[begin EXTRACT PROVIDED]
Mitchell, however, is careful to note that this “provisional free space” was an interpretative possibility and not a guaranteed instigator of social change (3). It is impossible to know the extent to which this rhetoric was recognized or internalized by its readers. And, in any case, small degrees of progress can hardly make amends for the sheer ubiquity of conservative gender policing in adolescent girls’ periodicals. With that said, this historical and cultural context is all pertinent to The Girl’s Own Paper: Supplementary Volume’s biography. This context precedes the reader’s initial encounter with the object and imbues the first encounter with cultural meaning. To the late-nineteenth and early twentieth-century reader, The Girl’s Own Paper: Supplementary Volume would have already been considered common, familial, and personal simply by virtue of its title, generic history, and its socio-economic status.
[end EXTRACT PROVIDED]
[begin MATERIAL FOR THIS EXERCISE]
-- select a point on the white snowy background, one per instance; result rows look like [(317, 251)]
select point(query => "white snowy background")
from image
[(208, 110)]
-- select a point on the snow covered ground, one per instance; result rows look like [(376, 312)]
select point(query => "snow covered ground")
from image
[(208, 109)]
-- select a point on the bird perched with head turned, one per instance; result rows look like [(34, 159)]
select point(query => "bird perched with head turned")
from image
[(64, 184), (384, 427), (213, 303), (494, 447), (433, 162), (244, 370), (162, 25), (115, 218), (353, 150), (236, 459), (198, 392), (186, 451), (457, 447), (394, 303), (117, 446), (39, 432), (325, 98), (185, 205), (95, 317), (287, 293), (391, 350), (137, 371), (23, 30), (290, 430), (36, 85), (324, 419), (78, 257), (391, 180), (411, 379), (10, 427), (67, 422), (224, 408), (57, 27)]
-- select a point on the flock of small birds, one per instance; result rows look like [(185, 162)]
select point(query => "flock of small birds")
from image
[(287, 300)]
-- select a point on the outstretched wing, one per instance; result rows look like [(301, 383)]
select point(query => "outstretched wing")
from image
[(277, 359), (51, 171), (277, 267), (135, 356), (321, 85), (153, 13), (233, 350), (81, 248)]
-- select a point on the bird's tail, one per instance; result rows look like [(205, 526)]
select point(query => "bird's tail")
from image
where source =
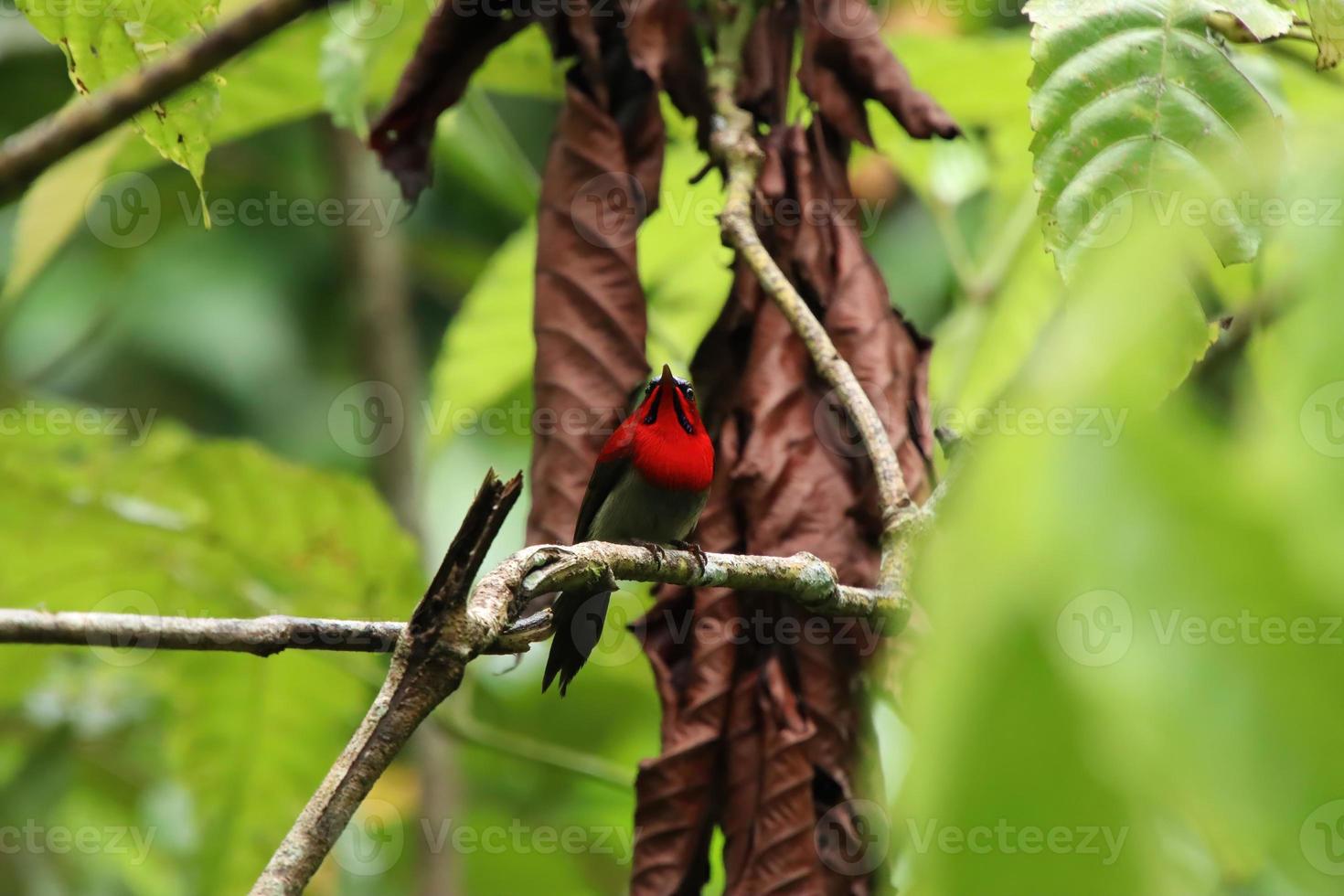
[(578, 624)]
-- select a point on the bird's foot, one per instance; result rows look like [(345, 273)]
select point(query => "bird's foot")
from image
[(656, 549), (700, 559)]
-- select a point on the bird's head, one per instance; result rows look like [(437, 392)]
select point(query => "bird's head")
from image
[(668, 407)]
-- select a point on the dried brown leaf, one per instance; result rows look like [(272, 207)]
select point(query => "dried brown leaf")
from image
[(591, 311), (449, 51), (846, 62)]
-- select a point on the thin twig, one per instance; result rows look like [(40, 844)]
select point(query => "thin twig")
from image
[(446, 630), (263, 635), (37, 148), (532, 571)]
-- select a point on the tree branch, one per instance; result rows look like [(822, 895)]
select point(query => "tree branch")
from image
[(446, 630), (734, 146), (263, 635), (532, 571), (40, 145), (452, 624)]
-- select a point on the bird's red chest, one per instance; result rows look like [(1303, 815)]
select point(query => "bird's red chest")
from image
[(672, 458)]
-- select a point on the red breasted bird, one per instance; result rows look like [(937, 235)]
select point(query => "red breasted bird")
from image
[(649, 485)]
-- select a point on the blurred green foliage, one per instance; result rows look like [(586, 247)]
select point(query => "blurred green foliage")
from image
[(1210, 495)]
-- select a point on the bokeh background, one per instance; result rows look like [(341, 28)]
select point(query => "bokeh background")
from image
[(1197, 470)]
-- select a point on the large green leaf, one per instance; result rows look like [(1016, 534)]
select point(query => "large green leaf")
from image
[(1328, 30), (106, 39), (488, 348), (160, 523), (1137, 113), (294, 58), (1143, 657)]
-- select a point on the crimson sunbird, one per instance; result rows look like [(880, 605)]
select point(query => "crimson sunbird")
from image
[(648, 486)]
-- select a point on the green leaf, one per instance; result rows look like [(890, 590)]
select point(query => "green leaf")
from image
[(955, 69), (1261, 17), (162, 523), (347, 53), (1126, 633), (1328, 30), (54, 206), (106, 39), (488, 348), (1137, 113)]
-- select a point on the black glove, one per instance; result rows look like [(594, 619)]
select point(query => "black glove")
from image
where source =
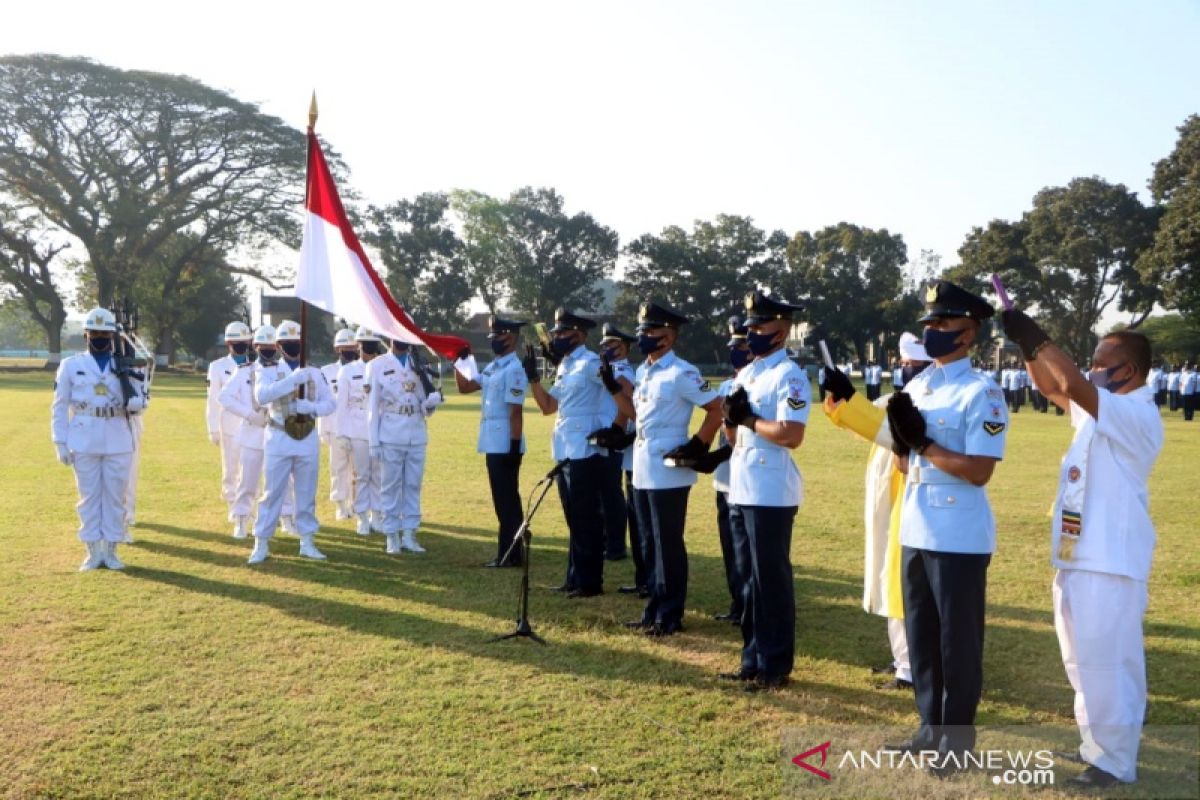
[(549, 354), (907, 425), (838, 384), (1021, 329), (687, 453), (711, 461), (736, 408), (610, 378), (531, 366)]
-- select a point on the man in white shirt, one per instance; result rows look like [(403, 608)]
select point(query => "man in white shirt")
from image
[(1102, 539)]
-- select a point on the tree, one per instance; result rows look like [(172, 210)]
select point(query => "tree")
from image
[(126, 161), (852, 283), (424, 258), (552, 258), (1173, 263), (25, 266), (1068, 259), (703, 274)]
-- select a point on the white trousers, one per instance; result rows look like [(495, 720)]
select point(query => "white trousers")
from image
[(229, 467), (250, 476), (403, 468), (102, 482), (279, 470), (341, 471), (131, 493), (1098, 619), (367, 474), (899, 641)]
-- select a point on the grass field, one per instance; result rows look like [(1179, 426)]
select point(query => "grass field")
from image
[(192, 674)]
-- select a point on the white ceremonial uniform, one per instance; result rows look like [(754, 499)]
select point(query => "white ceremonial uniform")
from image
[(354, 440), (88, 416), (1102, 546), (664, 396), (286, 458), (762, 473), (396, 410), (503, 384), (223, 423), (238, 397), (341, 470)]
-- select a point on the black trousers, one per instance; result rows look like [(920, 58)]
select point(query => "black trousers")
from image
[(762, 543), (641, 569), (945, 595), (661, 515), (504, 479), (579, 487), (733, 578), (615, 510)]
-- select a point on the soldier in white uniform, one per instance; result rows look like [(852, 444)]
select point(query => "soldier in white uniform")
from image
[(397, 403), (1102, 539), (341, 475), (91, 432), (501, 429), (292, 451), (238, 398), (223, 425), (354, 438)]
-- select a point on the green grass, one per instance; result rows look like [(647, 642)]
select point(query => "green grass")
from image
[(192, 674)]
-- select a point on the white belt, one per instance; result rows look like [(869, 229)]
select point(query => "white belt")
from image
[(103, 411)]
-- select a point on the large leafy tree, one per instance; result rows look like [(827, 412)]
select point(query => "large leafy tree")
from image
[(1068, 259), (126, 162), (424, 258), (1173, 263), (852, 283)]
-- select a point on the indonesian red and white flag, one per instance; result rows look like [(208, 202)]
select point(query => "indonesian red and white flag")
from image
[(336, 275)]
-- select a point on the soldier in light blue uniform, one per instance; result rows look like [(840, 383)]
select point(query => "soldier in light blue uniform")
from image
[(501, 429), (717, 462), (766, 416), (580, 384), (948, 428), (666, 390)]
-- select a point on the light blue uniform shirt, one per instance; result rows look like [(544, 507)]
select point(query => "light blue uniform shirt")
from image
[(621, 368), (579, 390), (964, 413), (503, 385), (762, 473), (664, 396), (721, 474)]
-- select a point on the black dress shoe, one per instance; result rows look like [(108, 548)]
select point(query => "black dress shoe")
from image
[(766, 684), (1093, 777), (664, 629)]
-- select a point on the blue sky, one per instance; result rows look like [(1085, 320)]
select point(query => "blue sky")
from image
[(924, 118)]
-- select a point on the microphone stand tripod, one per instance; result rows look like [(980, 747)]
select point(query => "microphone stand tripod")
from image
[(523, 536)]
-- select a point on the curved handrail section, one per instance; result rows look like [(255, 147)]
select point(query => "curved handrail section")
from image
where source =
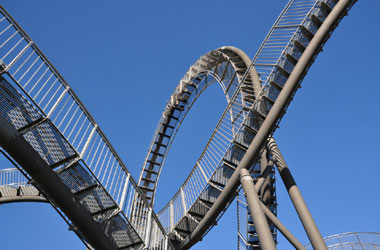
[(352, 240), (41, 106), (278, 91), (14, 187), (226, 66)]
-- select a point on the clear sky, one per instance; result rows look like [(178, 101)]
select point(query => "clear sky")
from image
[(124, 59)]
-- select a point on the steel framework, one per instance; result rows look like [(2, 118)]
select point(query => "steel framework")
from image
[(65, 158)]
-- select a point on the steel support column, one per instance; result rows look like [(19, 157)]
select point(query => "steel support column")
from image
[(285, 232), (258, 216), (299, 203), (269, 123), (23, 153)]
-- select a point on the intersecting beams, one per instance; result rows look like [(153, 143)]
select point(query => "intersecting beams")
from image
[(273, 117), (226, 66), (13, 142)]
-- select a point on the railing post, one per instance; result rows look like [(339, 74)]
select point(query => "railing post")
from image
[(148, 228), (123, 195), (258, 216), (183, 201), (171, 215)]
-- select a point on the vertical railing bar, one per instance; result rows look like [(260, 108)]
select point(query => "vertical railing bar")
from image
[(20, 79), (47, 92), (10, 51), (5, 42), (124, 193), (10, 65), (88, 140), (67, 125), (57, 102), (43, 86), (32, 76)]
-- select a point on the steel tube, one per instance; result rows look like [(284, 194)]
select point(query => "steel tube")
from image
[(23, 153), (258, 216), (285, 232), (299, 203), (27, 198), (268, 125)]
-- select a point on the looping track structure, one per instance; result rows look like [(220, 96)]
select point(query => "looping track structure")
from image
[(56, 144)]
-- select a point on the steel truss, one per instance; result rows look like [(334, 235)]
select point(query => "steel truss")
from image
[(74, 165)]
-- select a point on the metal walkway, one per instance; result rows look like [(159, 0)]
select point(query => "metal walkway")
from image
[(42, 115)]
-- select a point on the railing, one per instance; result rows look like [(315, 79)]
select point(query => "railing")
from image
[(22, 62), (352, 240), (12, 177), (216, 152)]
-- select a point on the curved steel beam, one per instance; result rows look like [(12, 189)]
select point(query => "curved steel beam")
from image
[(20, 150), (271, 120), (27, 198), (178, 106)]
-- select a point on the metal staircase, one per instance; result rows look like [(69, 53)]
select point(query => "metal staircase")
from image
[(42, 108)]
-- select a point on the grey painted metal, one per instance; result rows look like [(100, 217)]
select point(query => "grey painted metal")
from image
[(352, 240), (258, 216), (14, 187), (228, 67), (20, 150), (87, 139), (59, 111), (273, 117), (285, 232), (299, 203), (225, 66)]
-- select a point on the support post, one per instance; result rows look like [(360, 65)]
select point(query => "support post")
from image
[(148, 228), (23, 153), (258, 216), (299, 203)]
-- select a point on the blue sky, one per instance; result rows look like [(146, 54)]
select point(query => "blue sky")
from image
[end MATERIAL FOR THIS EXERCISE]
REQUIRED ACTIONS:
a – Answer the following questions using the passage on The Girl's Own Paper.
(i) What does Mitchell note that the "provisional free space" was, and what was it not?
(ii) What does the passage say the historical and cultural context precedes?
(iii) By virtue of what three things would the late-nineteenth and early twentieth-century reader already have considered The Girl's Own Paper: Supplementary Volume common, familial, and personal?
b – Return each line of the listing that contains the string "background", treating uppercase and lowercase letters as distinct.

ANSWERS BY TASK:
a –
(i) It was an interpretative possibility and not a guaranteed instigator of social change.
(ii) It precedes the reader's initial encounter with the object.
(iii) Its title, its generic history, and its socio-economic status.

b –
-- select a point on the white snowy background, one per instance; result rows look like [(317, 251)]
select point(query => "white snowy background")
-- select a point on the bokeh background, one per instance; result rows look like [(341, 28)]
select point(query => "bokeh background")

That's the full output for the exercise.